● EXERCISE PROMPT
Please rewrite the items starting at the line containing "Target: evergreen tree" and ending with the last one, changing "road line" to "lane marking" and leaving all else as it is.

● AVAILABLE RECORDS
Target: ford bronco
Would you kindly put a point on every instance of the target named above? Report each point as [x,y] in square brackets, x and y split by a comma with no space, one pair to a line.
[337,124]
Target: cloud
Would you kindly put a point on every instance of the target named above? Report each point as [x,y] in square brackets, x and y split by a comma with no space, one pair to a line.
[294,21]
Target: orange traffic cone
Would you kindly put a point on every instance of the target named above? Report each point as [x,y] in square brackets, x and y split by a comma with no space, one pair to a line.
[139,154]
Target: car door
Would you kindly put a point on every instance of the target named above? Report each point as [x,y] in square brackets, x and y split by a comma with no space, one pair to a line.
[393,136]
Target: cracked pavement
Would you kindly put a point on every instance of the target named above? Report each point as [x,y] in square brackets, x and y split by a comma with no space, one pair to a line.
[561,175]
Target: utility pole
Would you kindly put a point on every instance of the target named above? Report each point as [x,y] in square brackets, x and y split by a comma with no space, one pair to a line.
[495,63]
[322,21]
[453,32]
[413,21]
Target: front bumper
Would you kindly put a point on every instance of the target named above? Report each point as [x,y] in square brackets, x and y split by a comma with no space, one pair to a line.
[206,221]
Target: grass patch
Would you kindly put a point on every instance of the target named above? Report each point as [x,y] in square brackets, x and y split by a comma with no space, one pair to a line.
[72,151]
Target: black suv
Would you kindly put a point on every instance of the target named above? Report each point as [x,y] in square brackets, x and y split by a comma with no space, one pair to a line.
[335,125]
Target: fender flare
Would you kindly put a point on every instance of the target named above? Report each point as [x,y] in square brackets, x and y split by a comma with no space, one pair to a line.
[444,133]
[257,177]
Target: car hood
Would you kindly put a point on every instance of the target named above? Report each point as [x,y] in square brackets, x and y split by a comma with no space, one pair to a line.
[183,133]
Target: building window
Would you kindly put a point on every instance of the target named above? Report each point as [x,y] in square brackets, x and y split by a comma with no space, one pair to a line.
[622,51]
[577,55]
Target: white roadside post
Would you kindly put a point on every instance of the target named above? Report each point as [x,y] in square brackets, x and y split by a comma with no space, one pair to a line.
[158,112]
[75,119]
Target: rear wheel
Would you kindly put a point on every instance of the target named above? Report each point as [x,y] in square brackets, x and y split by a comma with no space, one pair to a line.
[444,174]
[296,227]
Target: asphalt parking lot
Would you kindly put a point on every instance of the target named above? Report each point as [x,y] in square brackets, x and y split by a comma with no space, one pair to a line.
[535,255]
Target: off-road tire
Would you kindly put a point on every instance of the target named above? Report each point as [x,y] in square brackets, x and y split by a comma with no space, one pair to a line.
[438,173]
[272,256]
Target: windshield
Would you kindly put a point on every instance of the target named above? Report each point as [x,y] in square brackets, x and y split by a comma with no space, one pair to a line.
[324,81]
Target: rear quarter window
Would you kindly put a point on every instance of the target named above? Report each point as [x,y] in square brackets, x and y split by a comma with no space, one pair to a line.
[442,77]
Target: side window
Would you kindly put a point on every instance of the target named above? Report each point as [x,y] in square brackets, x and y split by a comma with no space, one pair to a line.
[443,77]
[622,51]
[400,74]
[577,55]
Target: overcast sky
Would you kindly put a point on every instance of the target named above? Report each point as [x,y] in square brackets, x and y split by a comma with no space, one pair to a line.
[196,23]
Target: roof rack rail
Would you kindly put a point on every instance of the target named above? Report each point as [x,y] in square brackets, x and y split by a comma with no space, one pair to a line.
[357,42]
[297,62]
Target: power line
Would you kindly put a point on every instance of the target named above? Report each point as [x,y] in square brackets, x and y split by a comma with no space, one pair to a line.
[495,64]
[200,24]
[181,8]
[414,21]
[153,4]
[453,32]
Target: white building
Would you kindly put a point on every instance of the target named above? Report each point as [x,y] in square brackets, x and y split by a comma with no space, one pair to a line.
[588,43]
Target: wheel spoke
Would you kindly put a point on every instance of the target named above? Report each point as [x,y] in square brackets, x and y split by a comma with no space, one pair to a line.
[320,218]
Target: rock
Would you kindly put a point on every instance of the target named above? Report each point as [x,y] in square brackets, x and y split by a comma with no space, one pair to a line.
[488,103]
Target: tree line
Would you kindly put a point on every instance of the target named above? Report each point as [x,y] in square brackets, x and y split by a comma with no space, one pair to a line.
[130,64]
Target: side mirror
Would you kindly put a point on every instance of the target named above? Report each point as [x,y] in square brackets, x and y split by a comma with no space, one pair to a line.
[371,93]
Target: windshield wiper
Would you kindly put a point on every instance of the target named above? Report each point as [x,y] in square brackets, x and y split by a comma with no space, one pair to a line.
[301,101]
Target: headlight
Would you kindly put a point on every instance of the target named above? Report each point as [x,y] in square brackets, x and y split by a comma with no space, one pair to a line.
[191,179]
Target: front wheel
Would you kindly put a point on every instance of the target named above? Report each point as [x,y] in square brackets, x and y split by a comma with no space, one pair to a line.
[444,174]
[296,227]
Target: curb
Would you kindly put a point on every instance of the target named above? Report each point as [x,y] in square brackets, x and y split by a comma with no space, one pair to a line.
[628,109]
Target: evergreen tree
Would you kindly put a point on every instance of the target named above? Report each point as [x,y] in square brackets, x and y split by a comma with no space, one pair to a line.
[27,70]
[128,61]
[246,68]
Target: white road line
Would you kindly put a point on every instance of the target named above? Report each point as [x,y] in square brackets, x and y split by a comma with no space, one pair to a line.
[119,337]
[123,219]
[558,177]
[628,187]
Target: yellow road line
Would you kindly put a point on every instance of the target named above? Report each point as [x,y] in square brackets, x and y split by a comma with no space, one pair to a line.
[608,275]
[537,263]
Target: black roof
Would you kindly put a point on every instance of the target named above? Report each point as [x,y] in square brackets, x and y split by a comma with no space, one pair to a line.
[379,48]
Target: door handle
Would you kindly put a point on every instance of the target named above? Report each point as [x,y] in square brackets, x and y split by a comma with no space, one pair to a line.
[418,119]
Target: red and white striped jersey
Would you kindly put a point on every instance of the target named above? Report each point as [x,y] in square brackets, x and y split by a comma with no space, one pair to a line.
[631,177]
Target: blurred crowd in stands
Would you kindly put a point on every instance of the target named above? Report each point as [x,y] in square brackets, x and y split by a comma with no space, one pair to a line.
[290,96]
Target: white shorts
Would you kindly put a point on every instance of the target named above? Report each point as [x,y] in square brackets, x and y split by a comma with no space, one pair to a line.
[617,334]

● ANSWER TO THIS TASK
Target: evergreen tree
Would you kindly put a point on every instance of the target named above? Report each point as [x,y] in square brackets, x and y split by a comma with no space, one pair to a line.
[27,70]
[128,61]
[246,68]
Target: white lane marking
Would you kindly put a point on every instance of the target named above? Report each point as [x,y] in square brackets, x and y split by a comma with no space, one pair to a line.
[119,337]
[123,219]
[558,177]
[628,187]
Target: yellow lane marking
Would you kindly put a point on every instance of the target named above? Report each point as [x,y] in square brackets, x and y split by a comma with no space, one pair to a line.
[608,275]
[537,263]
Target: black roof
Would you kindly put a point on every instance of the target named above? Report each point as [x,y] in square brackets, x and y split by a comma with no space, one pair to a line.
[379,48]
Target: door handle
Would you kindly put a point on every instance of the target named above? Report each point as [x,y] in square brackets, x and y split by a comma with no space, one pair to a line.
[418,119]
Target: red and white striped jersey
Would you kindly put a point on every instance of the target named above? Report each point as [x,y] in square brackets, x and y split by a comma with no space, one pair to a line.
[631,177]
Target: blurred crowd in stands
Would you kindly put a point on every instance of the target named above? Report each point as [x,y] in square brackets, x and y split by a comma with no space, one pair to a line.
[290,96]
Target: white shorts
Would you kindly put a point on every instance of the target named above? Report each point as [x,y] in square brackets, x and y split by a comma with no space, one pair to a line.
[617,334]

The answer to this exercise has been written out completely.